* **AIM A**: Retype the entries from the line containing "The component shall return one point per instance of the dirt" through the end of the entries, including both of those lines, and leave the pictures out.

— START SELECTED EXCERPT —

At 03:51 PM 5/28/2003 +0000, James Lindner wrote:
Some good points are raised here. A shorter reply.

And more good points, Jim.


Even with lossless file formats encapsulated within an MXF wrapper we
still may need to morph the old MXF into MXF2053 and we may end up with Little-Endian and Big-Endian problems like we have in graphics and audio


between PCs and Windows--mostly transparent, but still readability
issues.

For the record, approximate bit rates:

Bits per second:

DVD (MPEG II compressed) 9.8Mb/s peak, ~4Mb/s average
Consumer DV (DV compression) 25Mb/s
DVC-PRO (and related formats) 25, 50, and 100Mb/s (100 is High Def)
Pro-MPEG 25-50Mb/s
Uncompressed Standard Definition Video 270Mb/s
Compressed High Definition Video 100Mb/s (DVC-ProHD) and
   360Mb/s (HD-D5)

— END SELECTED EXCERPT —
— START EXERCISE INPUT —

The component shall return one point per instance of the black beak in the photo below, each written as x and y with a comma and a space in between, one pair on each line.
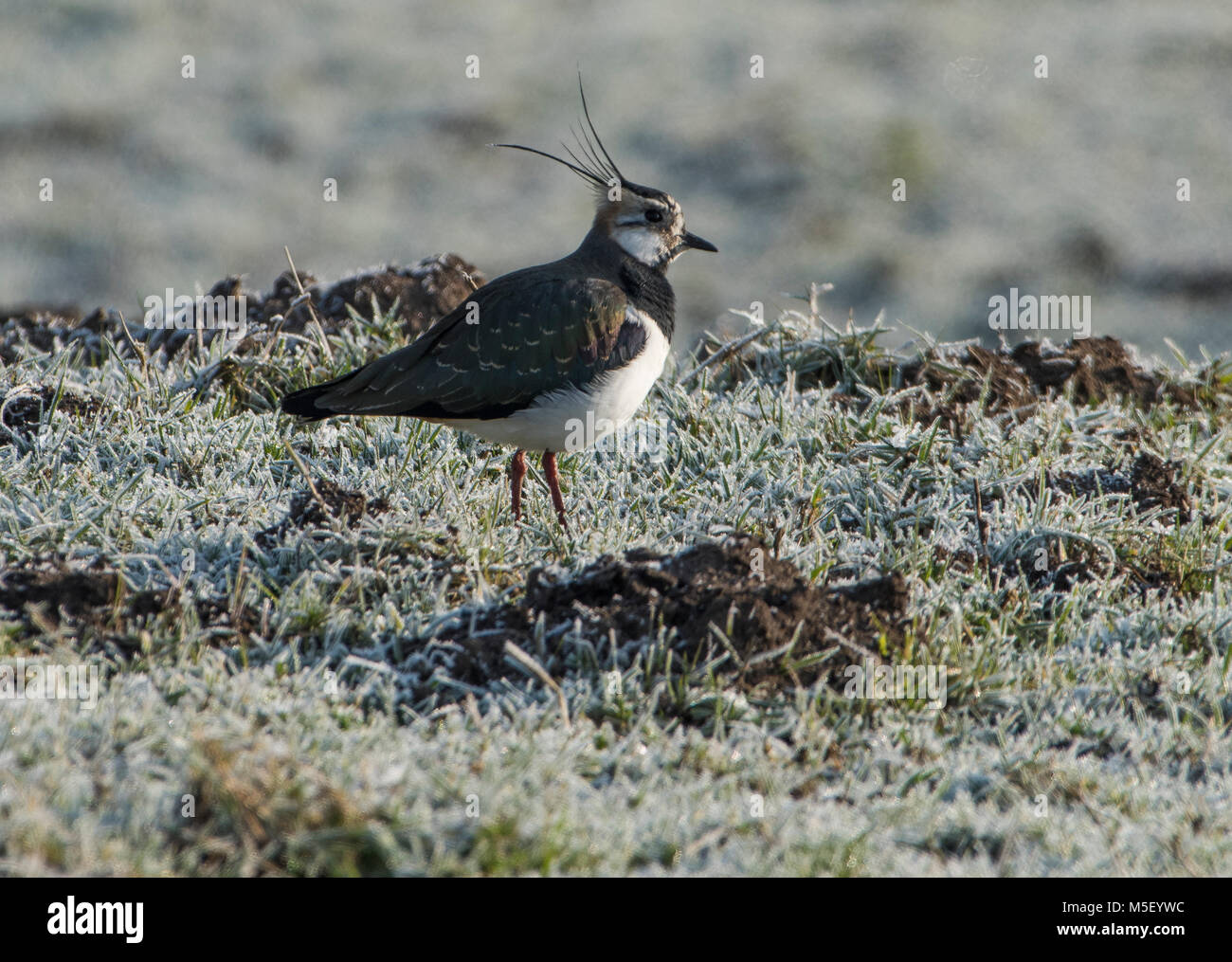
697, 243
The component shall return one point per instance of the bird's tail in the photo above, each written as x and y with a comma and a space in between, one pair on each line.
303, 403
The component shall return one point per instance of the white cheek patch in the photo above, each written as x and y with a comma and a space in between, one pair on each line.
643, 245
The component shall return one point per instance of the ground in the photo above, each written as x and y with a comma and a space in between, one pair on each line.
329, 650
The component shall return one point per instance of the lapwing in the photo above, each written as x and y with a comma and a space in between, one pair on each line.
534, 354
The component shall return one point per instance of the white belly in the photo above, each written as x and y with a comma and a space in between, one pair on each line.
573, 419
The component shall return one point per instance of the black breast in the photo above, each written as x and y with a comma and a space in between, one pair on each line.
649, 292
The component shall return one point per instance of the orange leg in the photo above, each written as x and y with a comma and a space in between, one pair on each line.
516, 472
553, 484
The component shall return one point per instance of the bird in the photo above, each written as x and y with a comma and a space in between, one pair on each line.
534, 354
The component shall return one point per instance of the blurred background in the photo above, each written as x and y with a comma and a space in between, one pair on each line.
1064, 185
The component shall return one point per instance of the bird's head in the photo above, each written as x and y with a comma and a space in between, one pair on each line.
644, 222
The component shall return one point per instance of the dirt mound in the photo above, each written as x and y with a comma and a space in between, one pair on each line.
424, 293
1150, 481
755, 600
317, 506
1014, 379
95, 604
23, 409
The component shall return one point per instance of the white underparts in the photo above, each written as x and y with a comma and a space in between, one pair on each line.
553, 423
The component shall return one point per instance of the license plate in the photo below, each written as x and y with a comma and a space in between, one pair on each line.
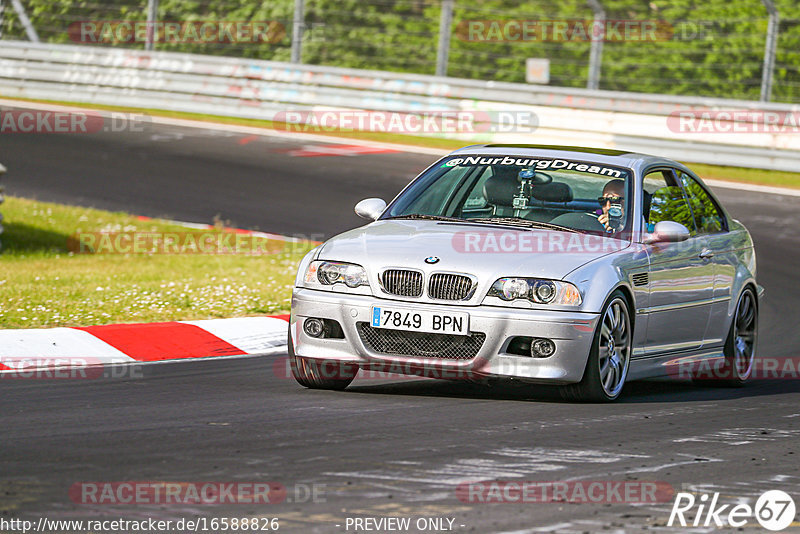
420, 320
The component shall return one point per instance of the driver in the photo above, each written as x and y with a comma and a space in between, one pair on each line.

— END EXERCISE INPUT —

* **AIM B**: From the email about video bit rates, write out the part from "DVD (MPEG II" up to and including "is High Def)", substituting "Home" for "Consumer".

* **EXPECTED OUTPUT A**:
The component shall return one point per instance of the dirt mound in the photo above, each written as x and y with a comma and a space in between, one pair on each line.
424, 293
1150, 481
755, 600
317, 506
1014, 379
95, 604
23, 409
The component shall return one point per instance of the white underparts in the photo above, each written as x and y with a comma and a space in between, one pair on each line.
553, 423
The component shall return one point per instance of the license plate in the photo below, each written as x and y with a comma and a space in between, one pair on each line.
420, 320
The component shall return one point per instance of the driver in the photo above, each written as x and y with a comma and a space in between, one pair on each line.

* **EXPECTED OUTPUT B**:
DVD (MPEG II compressed) 9.8Mb/s peak, ~4Mb/s average
Home DV (DV compression) 25Mb/s
DVC-PRO (and related formats) 25, 50, and 100Mb/s (100 is High Def)